= Given task =
Convert every line of the entries below into a JSON list of strings, one string per line, with blank lines omitted.

= Records provided =
[start]
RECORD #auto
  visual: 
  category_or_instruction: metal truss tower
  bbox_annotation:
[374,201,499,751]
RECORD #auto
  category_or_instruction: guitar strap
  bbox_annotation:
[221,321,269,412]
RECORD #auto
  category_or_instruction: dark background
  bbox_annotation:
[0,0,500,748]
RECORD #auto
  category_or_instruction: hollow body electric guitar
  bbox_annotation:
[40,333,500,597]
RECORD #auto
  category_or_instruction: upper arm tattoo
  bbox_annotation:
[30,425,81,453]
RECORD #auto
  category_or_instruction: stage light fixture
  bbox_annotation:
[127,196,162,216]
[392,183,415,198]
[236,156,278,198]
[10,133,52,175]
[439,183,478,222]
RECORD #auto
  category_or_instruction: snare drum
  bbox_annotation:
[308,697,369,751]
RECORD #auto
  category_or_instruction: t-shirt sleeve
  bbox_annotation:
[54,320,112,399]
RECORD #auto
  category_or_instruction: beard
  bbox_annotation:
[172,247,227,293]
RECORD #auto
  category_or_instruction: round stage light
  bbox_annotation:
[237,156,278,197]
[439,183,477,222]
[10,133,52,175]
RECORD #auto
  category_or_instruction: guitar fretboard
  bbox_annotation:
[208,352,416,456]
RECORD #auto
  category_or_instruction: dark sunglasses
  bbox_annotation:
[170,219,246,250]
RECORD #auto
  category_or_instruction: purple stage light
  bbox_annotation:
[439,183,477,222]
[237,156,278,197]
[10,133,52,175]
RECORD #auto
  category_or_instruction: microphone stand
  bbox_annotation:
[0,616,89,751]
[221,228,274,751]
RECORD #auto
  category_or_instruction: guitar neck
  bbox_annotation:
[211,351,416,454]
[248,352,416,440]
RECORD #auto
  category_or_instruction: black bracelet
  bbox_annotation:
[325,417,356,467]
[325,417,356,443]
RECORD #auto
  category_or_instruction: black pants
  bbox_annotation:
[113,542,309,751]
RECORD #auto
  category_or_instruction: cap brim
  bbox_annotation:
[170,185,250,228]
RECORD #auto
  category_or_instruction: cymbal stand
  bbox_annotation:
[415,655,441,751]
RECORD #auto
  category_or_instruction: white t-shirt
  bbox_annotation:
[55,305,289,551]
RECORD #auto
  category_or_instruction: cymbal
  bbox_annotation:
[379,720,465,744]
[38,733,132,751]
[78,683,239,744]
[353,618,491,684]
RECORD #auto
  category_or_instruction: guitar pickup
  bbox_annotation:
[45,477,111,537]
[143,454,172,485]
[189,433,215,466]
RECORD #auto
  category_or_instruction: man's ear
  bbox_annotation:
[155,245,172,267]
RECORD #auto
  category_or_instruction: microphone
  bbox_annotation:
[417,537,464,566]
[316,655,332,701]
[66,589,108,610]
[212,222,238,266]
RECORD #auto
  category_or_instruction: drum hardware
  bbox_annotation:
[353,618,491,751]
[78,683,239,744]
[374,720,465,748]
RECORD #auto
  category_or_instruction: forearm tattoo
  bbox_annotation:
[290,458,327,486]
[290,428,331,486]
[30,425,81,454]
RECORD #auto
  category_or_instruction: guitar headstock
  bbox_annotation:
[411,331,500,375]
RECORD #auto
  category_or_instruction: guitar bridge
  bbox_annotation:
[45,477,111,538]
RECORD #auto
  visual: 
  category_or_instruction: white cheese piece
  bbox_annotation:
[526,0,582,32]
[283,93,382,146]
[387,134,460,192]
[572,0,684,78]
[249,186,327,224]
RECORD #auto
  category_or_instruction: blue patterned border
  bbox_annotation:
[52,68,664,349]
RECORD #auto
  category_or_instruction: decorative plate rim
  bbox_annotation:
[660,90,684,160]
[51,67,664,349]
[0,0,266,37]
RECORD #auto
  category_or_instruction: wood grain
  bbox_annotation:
[end]
= Exercise output =
[
  "RECORD #auto",
  "  visual: ",
  "  category_or_instruction: metal truss tower",
  "  bbox_annotation:",
  "[374,201,499,751]",
  "RECORD #auto",
  "  category_or_instruction: guitar strap",
  "  bbox_annotation:",
  "[221,321,269,412]",
  "RECORD #auto",
  "  category_or_instruction: dark background",
  "  bbox_annotation:",
  "[0,0,500,748]",
  "RECORD #auto",
  "  category_or_instruction: hollow body electric guitar",
  "  bbox_annotation:",
  "[40,333,500,597]",
  "RECORD #auto",
  "  category_or_instruction: upper arm tattoo",
  "  bbox_annotation:",
  "[30,425,81,453]",
  "RECORD #auto",
  "  category_or_instruction: stage light fixture",
  "  bbox_annotation:",
  "[127,196,162,216]",
  "[392,183,415,198]",
  "[236,156,278,198]",
  "[10,133,52,175]",
  "[439,183,478,222]",
  "RECORD #auto",
  "  category_or_instruction: snare drum",
  "  bbox_annotation:",
  "[308,697,369,751]",
  "RECORD #auto",
  "  category_or_instruction: t-shirt sleeve",
  "  bbox_annotation:",
  "[54,320,112,399]",
  "RECORD #auto",
  "  category_or_instruction: beard",
  "  bbox_annotation:",
  "[172,247,227,293]",
  "RECORD #auto",
  "  category_or_instruction: round stage light",
  "  bbox_annotation:",
  "[237,156,278,197]",
  "[439,183,477,222]",
  "[10,133,52,175]",
  "RECORD #auto",
  "  category_or_instruction: guitar fretboard",
  "  bbox_annotation:",
  "[208,352,416,456]",
  "RECORD #auto",
  "  category_or_instruction: dark sunglasses",
  "  bbox_annotation:",
  "[170,219,246,250]",
  "RECORD #auto",
  "  category_or_instruction: purple stage light",
  "  bbox_annotation:",
  "[439,183,477,222]",
  "[237,156,278,197]",
  "[10,133,52,175]",
  "RECORD #auto",
  "  category_or_instruction: microphone stand",
  "  bbox_annotation:",
  "[0,616,89,751]",
  "[221,228,274,751]",
  "RECORD #auto",
  "  category_or_instruction: guitar neck",
  "  bbox_annotation:",
  "[211,351,416,454]",
  "[248,352,416,440]",
  "RECORD #auto",
  "  category_or_instruction: black bracelet",
  "  bbox_annotation:",
  "[325,417,356,467]",
  "[325,417,356,443]",
  "RECORD #auto",
  "  category_or_instruction: black pants",
  "  bbox_annotation:",
  "[113,542,309,751]",
  "RECORD #auto",
  "  category_or_instruction: cap brim",
  "  bbox_annotation:",
  "[170,185,250,228]",
  "RECORD #auto",
  "  category_or_instruction: cymbal stand",
  "  bbox_annotation:",
  "[415,655,441,751]",
  "RECORD #auto",
  "  category_or_instruction: white t-shirt",
  "  bbox_annotation:",
  "[55,305,289,551]",
  "RECORD #auto",
  "  category_or_instruction: cymbal",
  "  bbox_annotation:",
  "[379,720,465,744]",
  "[38,733,132,751]",
  "[78,683,239,744]",
  "[353,618,491,684]",
  "RECORD #auto",
  "  category_or_instruction: guitar pickup",
  "  bbox_annotation:",
  "[45,477,111,537]",
  "[143,454,172,485]",
  "[189,433,215,466]",
  "RECORD #auto",
  "  category_or_instruction: man's ear",
  "  bbox_annotation:",
  "[155,245,172,267]",
  "RECORD #auto",
  "  category_or_instruction: microphone",
  "  bbox_annotation:",
  "[417,537,464,566]",
  "[316,655,332,701]",
  "[66,589,108,610]",
  "[212,222,238,266]",
  "RECORD #auto",
  "  category_or_instruction: drum hardware",
  "  bbox_annotation:",
  "[353,618,491,751]",
  "[78,683,239,744]",
  "[374,720,465,748]",
  "RECORD #auto",
  "  category_or_instruction: forearm tattoo",
  "  bbox_annotation:",
  "[290,458,327,486]",
  "[290,428,331,486]",
  "[30,425,81,454]",
  "RECORD #auto",
  "  category_or_instruction: guitar headstock",
  "  bbox_annotation:",
  "[411,331,500,375]",
  "RECORD #auto",
  "  category_or_instruction: guitar bridge",
  "  bbox_annotation:",
  "[45,477,111,538]",
  "RECORD #auto",
  "  visual: ",
  "  category_or_instruction: white cheese piece",
  "  bbox_annotation:",
  "[526,0,582,32]",
  "[283,93,382,146]",
  "[387,134,460,192]",
  "[572,0,684,78]",
  "[249,186,327,224]",
  "RECORD #auto",
  "  category_or_instruction: blue patterned border",
  "  bbox_annotation:",
  "[52,68,664,349]",
  "RECORD #auto",
  "  category_or_instruction: decorative plate rim",
  "  bbox_annotation:",
  "[660,90,684,160]",
  "[51,67,664,349]",
  "[0,0,266,37]",
  "RECORD #auto",
  "  category_or_instruction: wood grain",
  "  bbox_annotation:"
]